- **Excerpted passage**
-- Opening Marker --

A couple of weeks ago I asked Steve if I could write an entry for this blog because I thought it might be helpful to share his progress from the other side of the room. I'm glad I waited because there has been a change very recently which has been a big boost to my morale.
These are not play roles, they are quite real. All the while you know that it is the essence of that person which you love and swore to stay by in sickness and in health. And here it is...and sometimes you are not quite sure who you are because your needs have to change as that disease progresses.
Sitting at the computer, everything about him looks normal, as normal as say 15 years ago. The glasses are a bit different as Steve began wearing prism glasses for desk-work only almost two years ago.
So where are the changes?
The tremor is present in his left hand but it is a minor thing which he resents and I don't give much attention. That slight tremor has caused so much trouble for early PD patients who begin to take stronger meds to hide symptoms. Their fear of that identifying symptom of PD being recognized creates the greater fear of being fired ...which in turn leads to distraction at work...because after all, your employer only signed on for better...which makes it worse.
The arm swing is another problem which is being addressed at the therapy center and in massage therapy. I haven't seen much improvement but it certainly isn't worse...which with PD, may be an improvement. What makes me feel good is when he says he can feel a difference. His triumph is our triumph.
I can't talk about sex here because our daughter reads this blog and she doesn't like to think that her parents ever...let alone discuss it. We all know that she was delivered to the hospital in a lovely basket by the stork. She knows about storks and chimneys because she used to live in the Netherlands.
Some of my household identity came from the repairs/remodeling which Steve made around the houses we've lived in. The first house had a new enlarged kitchen, a brand new powder room and a remodeled bathroom all due to his excellent handiwork. This house has not fared as well with remodeling but has had plenty of repair work. He stopped working much on the house when he went into contracting...need I say much more?
I bite my tongue less often now when one of us makes suggestions about supplements to try. He's repeatedly reminds me that he can't go back to the 1990s to take CoQ10; he's taking it now. Back then he thought it was all witch doctor stuff. Now he not only listens, he reads, he discusses and he tries the ones that seem to have the most promise.
I know he'll never have the brute strength he used to have and I know that there may be many changes to come, but like most PD families, we have to live with hope for a cure in our future and that of all neuro-motor patients.
See, it's not just about him, this disease; PD is an Us disease.

-- Closing Marker --

- **Recorded information**
-- Opening Marker --

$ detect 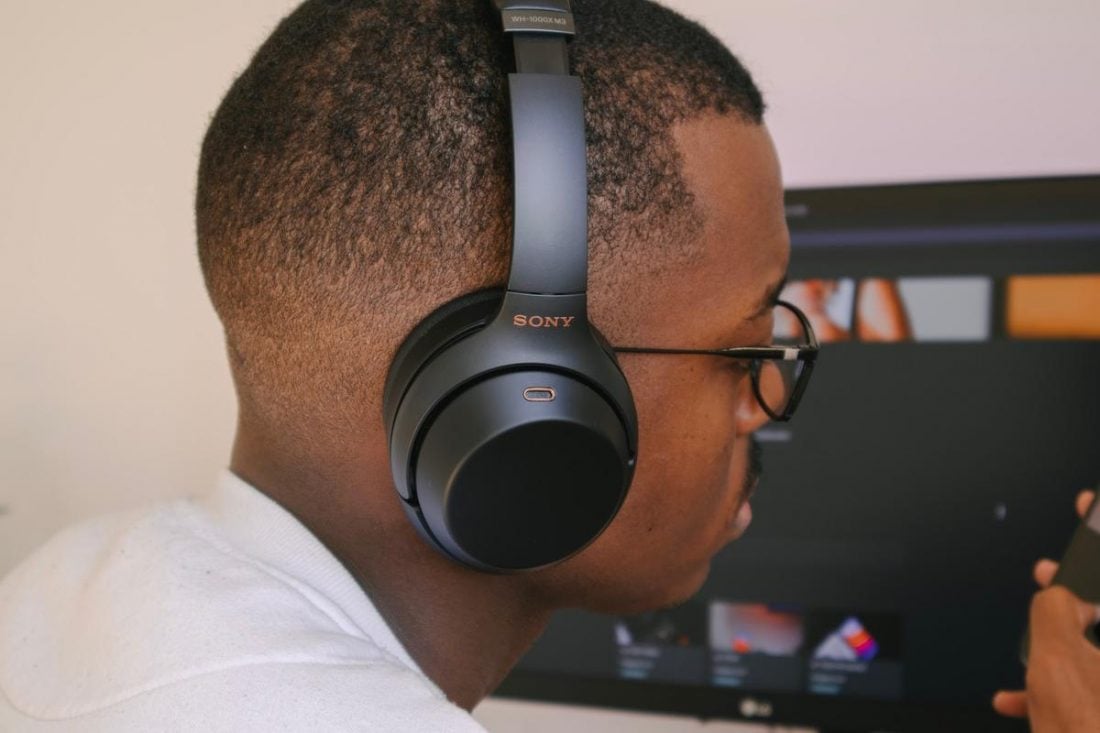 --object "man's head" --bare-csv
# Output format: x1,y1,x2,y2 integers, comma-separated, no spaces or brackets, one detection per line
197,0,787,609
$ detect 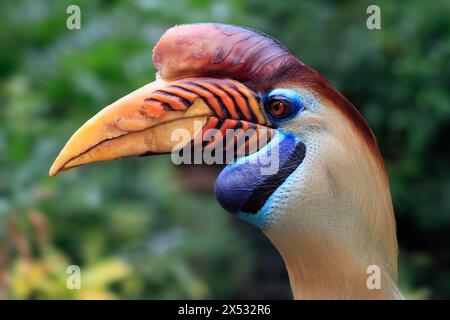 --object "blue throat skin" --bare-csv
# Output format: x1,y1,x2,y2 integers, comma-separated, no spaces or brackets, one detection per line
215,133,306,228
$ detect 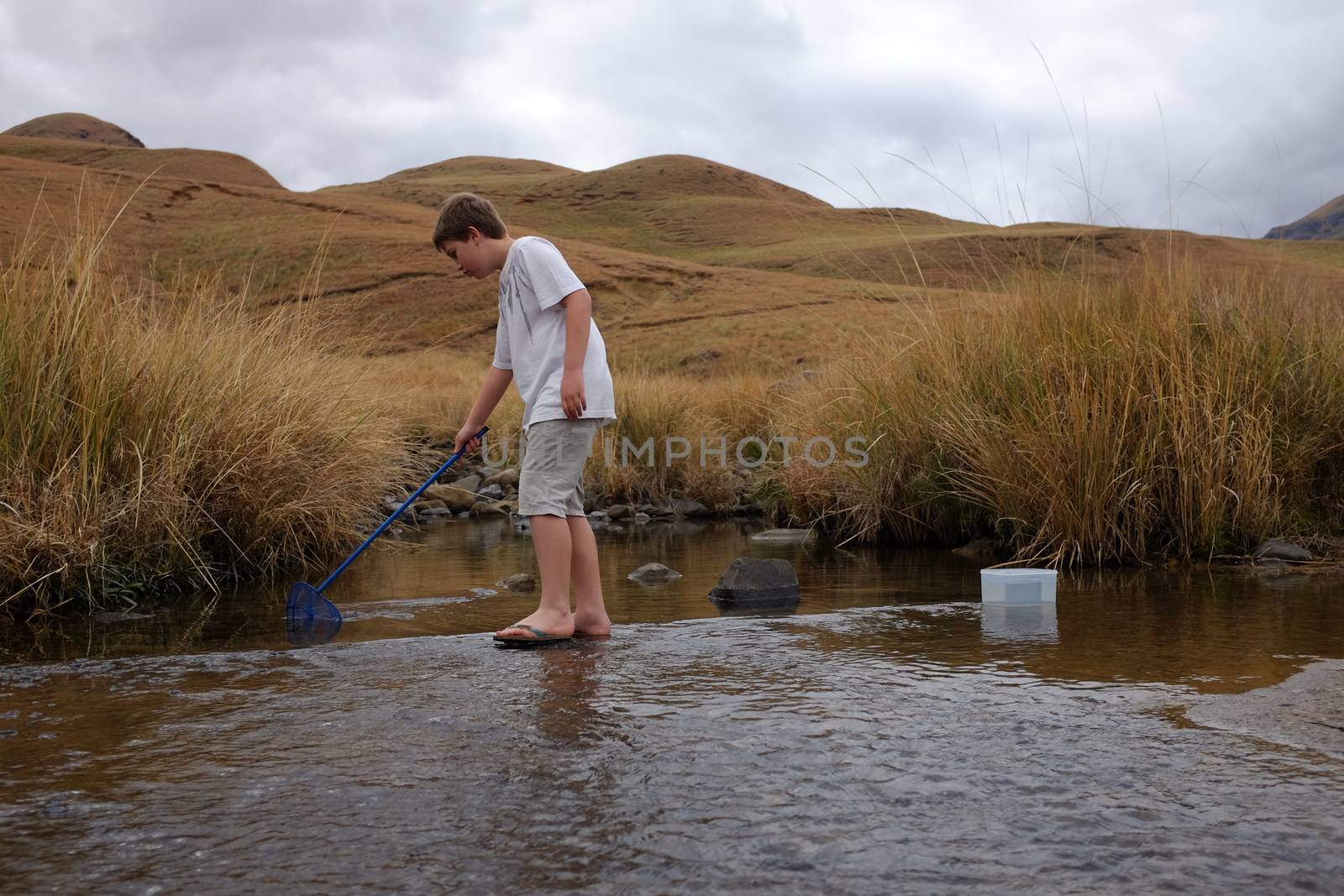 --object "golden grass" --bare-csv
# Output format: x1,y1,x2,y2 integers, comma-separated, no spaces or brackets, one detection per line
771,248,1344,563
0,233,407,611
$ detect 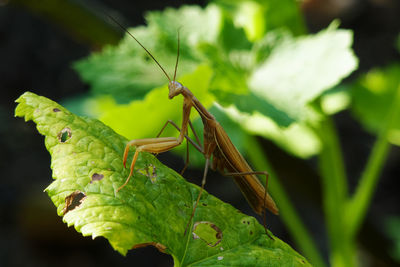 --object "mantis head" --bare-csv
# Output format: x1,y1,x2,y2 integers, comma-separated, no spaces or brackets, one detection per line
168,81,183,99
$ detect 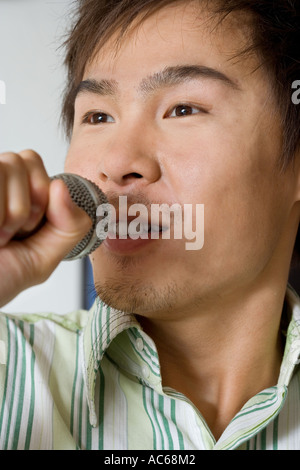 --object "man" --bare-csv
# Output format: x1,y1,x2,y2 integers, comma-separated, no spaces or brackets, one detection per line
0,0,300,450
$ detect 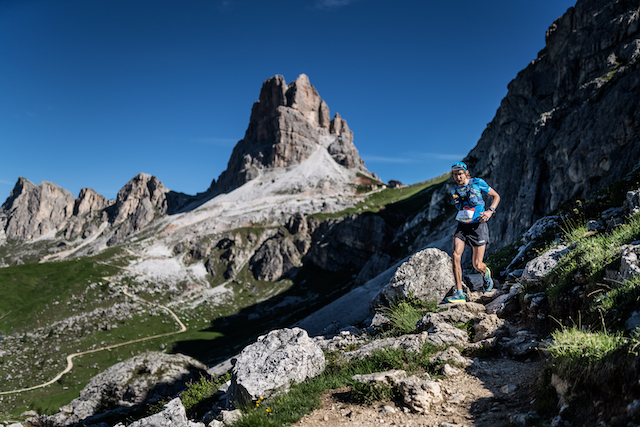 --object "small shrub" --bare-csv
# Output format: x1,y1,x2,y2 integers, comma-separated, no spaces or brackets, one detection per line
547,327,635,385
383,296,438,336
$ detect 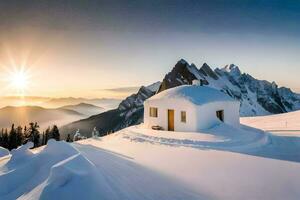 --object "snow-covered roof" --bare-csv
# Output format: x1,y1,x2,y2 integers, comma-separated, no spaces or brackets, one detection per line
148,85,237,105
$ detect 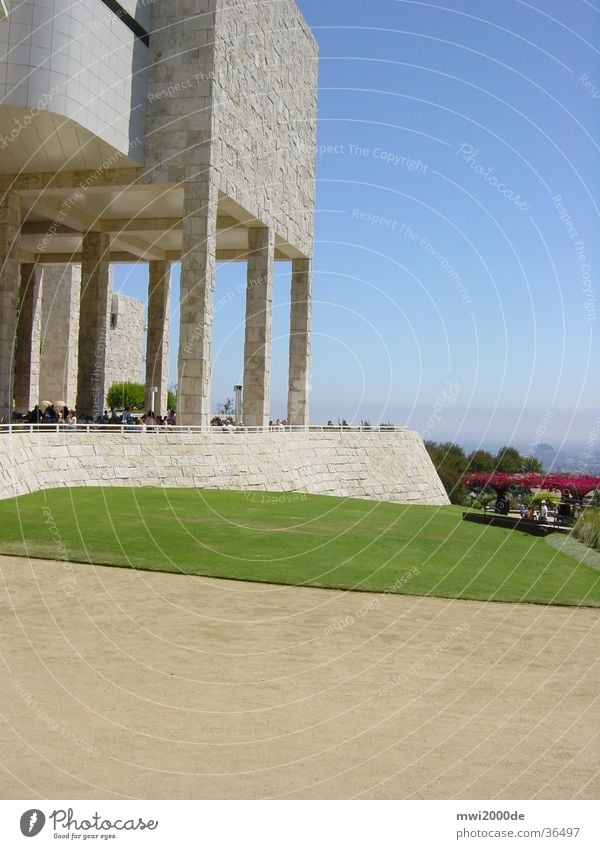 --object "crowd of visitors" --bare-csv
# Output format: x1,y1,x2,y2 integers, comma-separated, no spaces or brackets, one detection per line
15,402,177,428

-- Closing Marker --

- **To do**
1. Answer the following from the Parkinson's blog post above.
(a) For what kind of work does Steve wear prism glasses?
(b) In which hand is the tremor present?
(c) Where did the daughter used to live?
2. Write out the stretch of the Parkinson's blog post from "So where are" through "is our triumph.", word for word.

- **Answers to the exercise**
1.
(a) Desk-work only.
(b) His left hand.
(c) The Netherlands.

2.
So where are the changes?
The tremor is present in his left hand but it is a minor thing which he resents and I don't give much attention. That slight tremor has caused so much trouble for early PD patients who begin to take stronger meds to hide symptoms. Their fear of that identifying symptom of PD being recognized creates the greater fear of being fired ...which in turn leads to distraction at work...because after all, your employer only signed on for better...which makes it worse.
The arm swing is another problem which is being addressed at the therapy center and in massage therapy. I haven't seen much improvement but it certainly isn't worse...which with PD, may be an improvement. What makes me feel good is when he says he can feel a difference. His triumph is our triumph.